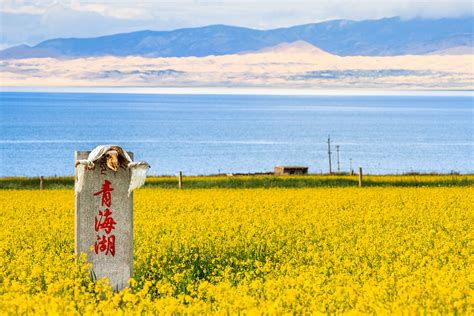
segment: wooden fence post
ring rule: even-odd
[[[362,168],[359,167],[359,188],[362,187]]]
[[[40,177],[40,190],[44,190],[44,177]]]
[[[183,188],[183,172],[180,171],[178,175],[178,188],[182,189]]]

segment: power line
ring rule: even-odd
[[[328,135],[328,156],[329,156],[329,174],[332,174],[331,165],[331,137]]]

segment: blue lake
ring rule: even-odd
[[[118,144],[150,174],[474,172],[469,96],[0,93],[0,176],[74,173],[74,151]]]

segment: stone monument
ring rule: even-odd
[[[133,275],[133,190],[150,167],[132,158],[117,145],[75,153],[75,251],[114,290],[127,287]]]

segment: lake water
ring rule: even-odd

§ **WHAT TO PRODUCE**
Whenever a line of the listing contains the word "segment", it counts; say the total only.

§ **TASK OUTPUT**
5